> _Problem_:
In the data that follows, how many lines contain the word "rocky"? Give only that number.

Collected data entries
------

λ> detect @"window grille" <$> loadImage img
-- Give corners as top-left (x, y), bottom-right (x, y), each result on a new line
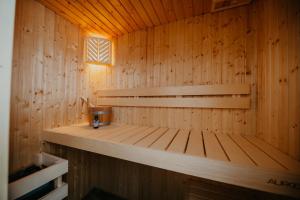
top-left (86, 37), bottom-right (112, 65)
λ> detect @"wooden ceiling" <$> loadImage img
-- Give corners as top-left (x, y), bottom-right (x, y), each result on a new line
top-left (37, 0), bottom-right (252, 38)
top-left (37, 0), bottom-right (213, 37)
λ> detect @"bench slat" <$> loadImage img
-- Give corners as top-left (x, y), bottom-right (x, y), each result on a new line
top-left (109, 127), bottom-right (149, 142)
top-left (135, 128), bottom-right (168, 147)
top-left (121, 127), bottom-right (159, 145)
top-left (150, 129), bottom-right (178, 150)
top-left (185, 130), bottom-right (205, 157)
top-left (230, 135), bottom-right (284, 170)
top-left (90, 125), bottom-right (131, 139)
top-left (245, 136), bottom-right (300, 172)
top-left (167, 130), bottom-right (190, 153)
top-left (216, 134), bottom-right (255, 166)
top-left (203, 132), bottom-right (228, 161)
top-left (100, 126), bottom-right (139, 140)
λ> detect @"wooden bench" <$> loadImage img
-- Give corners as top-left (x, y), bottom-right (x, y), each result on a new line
top-left (42, 84), bottom-right (300, 198)
top-left (43, 123), bottom-right (300, 198)
top-left (8, 153), bottom-right (68, 200)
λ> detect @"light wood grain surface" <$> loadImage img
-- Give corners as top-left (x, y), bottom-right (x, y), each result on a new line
top-left (43, 124), bottom-right (300, 198)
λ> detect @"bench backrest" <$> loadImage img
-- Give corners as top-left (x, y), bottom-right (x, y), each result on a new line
top-left (96, 84), bottom-right (250, 109)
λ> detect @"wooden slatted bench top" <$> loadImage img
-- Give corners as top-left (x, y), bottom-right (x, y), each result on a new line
top-left (42, 124), bottom-right (300, 198)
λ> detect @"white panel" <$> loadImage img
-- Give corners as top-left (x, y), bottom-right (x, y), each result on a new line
top-left (0, 0), bottom-right (16, 199)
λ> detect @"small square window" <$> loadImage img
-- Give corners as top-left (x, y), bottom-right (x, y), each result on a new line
top-left (86, 37), bottom-right (112, 65)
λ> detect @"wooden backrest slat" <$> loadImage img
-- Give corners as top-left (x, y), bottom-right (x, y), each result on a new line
top-left (96, 84), bottom-right (251, 109)
top-left (97, 97), bottom-right (250, 109)
top-left (96, 84), bottom-right (250, 97)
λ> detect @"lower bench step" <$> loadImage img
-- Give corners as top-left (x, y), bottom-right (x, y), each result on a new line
top-left (8, 153), bottom-right (68, 200)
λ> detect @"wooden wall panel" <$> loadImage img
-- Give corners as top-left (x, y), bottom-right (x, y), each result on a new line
top-left (44, 143), bottom-right (291, 200)
top-left (97, 5), bottom-right (257, 136)
top-left (9, 0), bottom-right (99, 172)
top-left (256, 0), bottom-right (300, 160)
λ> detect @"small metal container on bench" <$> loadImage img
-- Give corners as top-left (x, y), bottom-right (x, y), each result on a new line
top-left (88, 106), bottom-right (112, 127)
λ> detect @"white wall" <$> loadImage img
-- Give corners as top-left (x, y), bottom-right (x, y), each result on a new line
top-left (0, 0), bottom-right (16, 199)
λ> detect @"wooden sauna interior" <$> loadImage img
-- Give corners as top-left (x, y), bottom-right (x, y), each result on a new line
top-left (6, 0), bottom-right (300, 199)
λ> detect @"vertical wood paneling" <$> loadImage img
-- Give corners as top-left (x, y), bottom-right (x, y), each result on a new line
top-left (9, 0), bottom-right (94, 172)
top-left (256, 0), bottom-right (300, 160)
top-left (96, 0), bottom-right (299, 160)
top-left (103, 5), bottom-right (256, 136)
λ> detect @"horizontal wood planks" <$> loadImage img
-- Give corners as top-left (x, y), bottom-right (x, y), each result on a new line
top-left (97, 97), bottom-right (250, 109)
top-left (96, 84), bottom-right (251, 110)
top-left (42, 124), bottom-right (300, 198)
top-left (96, 84), bottom-right (251, 96)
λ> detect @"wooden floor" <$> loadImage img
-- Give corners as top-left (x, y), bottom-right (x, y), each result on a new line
top-left (43, 124), bottom-right (300, 198)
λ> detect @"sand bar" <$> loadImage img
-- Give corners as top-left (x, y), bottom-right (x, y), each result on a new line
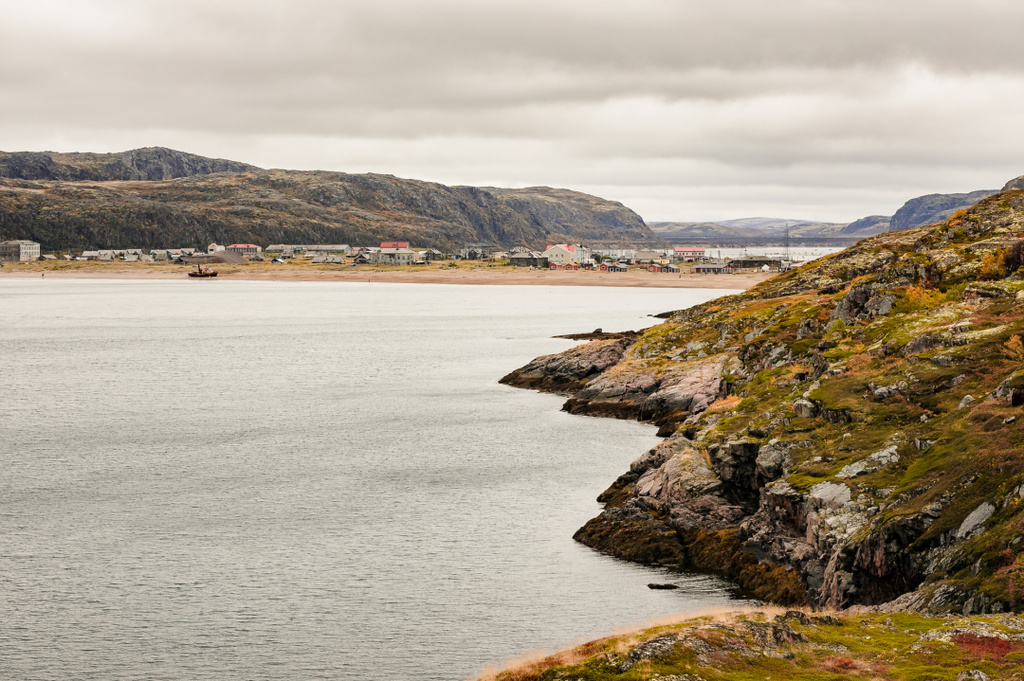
top-left (0, 261), bottom-right (770, 290)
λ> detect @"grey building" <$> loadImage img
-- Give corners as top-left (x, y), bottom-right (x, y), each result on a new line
top-left (0, 240), bottom-right (41, 261)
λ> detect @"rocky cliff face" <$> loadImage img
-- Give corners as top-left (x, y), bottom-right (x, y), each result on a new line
top-left (0, 148), bottom-right (659, 251)
top-left (503, 185), bottom-right (1024, 614)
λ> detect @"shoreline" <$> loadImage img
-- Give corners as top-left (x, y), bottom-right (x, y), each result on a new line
top-left (0, 262), bottom-right (771, 289)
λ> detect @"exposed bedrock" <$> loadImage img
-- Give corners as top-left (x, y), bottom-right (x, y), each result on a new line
top-left (563, 354), bottom-right (730, 434)
top-left (499, 334), bottom-right (636, 394)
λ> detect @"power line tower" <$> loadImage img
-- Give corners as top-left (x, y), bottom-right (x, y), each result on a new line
top-left (783, 224), bottom-right (791, 263)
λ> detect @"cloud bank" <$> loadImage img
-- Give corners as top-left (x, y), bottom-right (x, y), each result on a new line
top-left (2, 0), bottom-right (1023, 221)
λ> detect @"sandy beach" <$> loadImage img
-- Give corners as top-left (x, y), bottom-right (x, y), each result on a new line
top-left (0, 261), bottom-right (771, 290)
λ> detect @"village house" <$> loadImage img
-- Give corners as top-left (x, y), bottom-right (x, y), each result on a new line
top-left (0, 239), bottom-right (41, 261)
top-left (420, 248), bottom-right (445, 262)
top-left (226, 243), bottom-right (262, 258)
top-left (460, 243), bottom-right (494, 260)
top-left (691, 262), bottom-right (734, 274)
top-left (672, 246), bottom-right (706, 262)
top-left (508, 248), bottom-right (548, 268)
top-left (370, 241), bottom-right (417, 265)
top-left (542, 243), bottom-right (592, 266)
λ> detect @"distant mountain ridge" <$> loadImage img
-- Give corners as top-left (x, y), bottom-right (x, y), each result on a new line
top-left (651, 186), bottom-right (1003, 246)
top-left (0, 147), bottom-right (659, 251)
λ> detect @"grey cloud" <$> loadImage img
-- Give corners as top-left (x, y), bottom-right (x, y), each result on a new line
top-left (1, 0), bottom-right (1022, 222)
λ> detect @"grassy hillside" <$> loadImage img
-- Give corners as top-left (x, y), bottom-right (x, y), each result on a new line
top-left (479, 610), bottom-right (1024, 681)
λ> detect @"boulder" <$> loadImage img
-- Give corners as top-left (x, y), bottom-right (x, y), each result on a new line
top-left (956, 502), bottom-right (995, 540)
top-left (793, 398), bottom-right (820, 418)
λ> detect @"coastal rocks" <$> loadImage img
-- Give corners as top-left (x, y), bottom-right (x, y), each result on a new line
top-left (739, 619), bottom-right (807, 649)
top-left (845, 512), bottom-right (932, 606)
top-left (573, 500), bottom-right (688, 568)
top-left (564, 354), bottom-right (728, 424)
top-left (634, 444), bottom-right (746, 531)
top-left (741, 475), bottom-right (932, 609)
top-left (499, 336), bottom-right (633, 394)
top-left (499, 186), bottom-right (1024, 617)
top-left (563, 370), bottom-right (660, 420)
top-left (708, 441), bottom-right (762, 508)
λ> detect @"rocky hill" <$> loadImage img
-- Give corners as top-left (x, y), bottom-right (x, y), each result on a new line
top-left (502, 181), bottom-right (1024, 614)
top-left (0, 148), bottom-right (659, 251)
top-left (839, 214), bottom-right (891, 235)
top-left (890, 189), bottom-right (998, 233)
top-left (0, 147), bottom-right (257, 182)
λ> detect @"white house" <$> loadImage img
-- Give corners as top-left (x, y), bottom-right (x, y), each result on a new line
top-left (542, 244), bottom-right (591, 266)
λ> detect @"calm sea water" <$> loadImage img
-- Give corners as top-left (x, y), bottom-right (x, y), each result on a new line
top-left (0, 279), bottom-right (744, 681)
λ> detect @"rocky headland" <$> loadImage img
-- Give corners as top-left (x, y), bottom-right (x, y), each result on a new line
top-left (501, 179), bottom-right (1024, 616)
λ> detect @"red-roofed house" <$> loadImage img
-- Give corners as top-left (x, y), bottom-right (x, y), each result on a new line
top-left (673, 246), bottom-right (706, 262)
top-left (380, 241), bottom-right (410, 249)
top-left (226, 243), bottom-right (262, 257)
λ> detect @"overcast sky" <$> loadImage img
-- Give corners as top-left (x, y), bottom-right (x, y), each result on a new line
top-left (2, 0), bottom-right (1023, 222)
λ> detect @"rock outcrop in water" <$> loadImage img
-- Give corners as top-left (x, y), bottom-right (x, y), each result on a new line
top-left (502, 181), bottom-right (1024, 614)
top-left (0, 147), bottom-right (660, 251)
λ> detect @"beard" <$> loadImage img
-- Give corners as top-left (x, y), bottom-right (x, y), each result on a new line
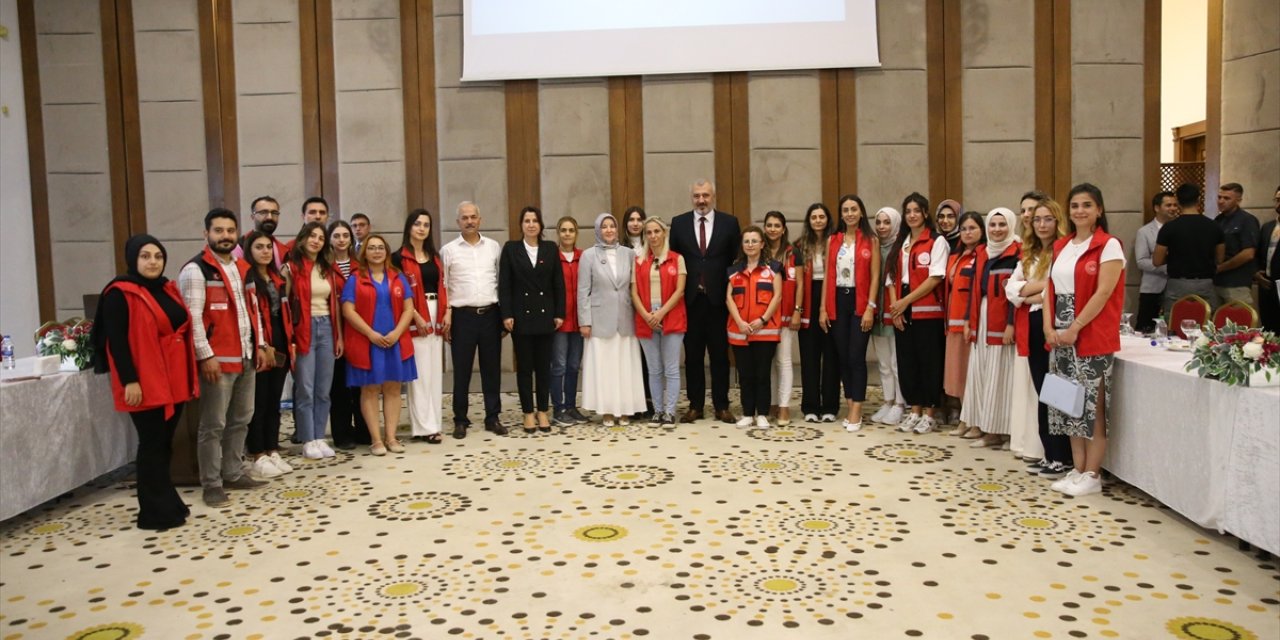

------

> _Solution below_:
3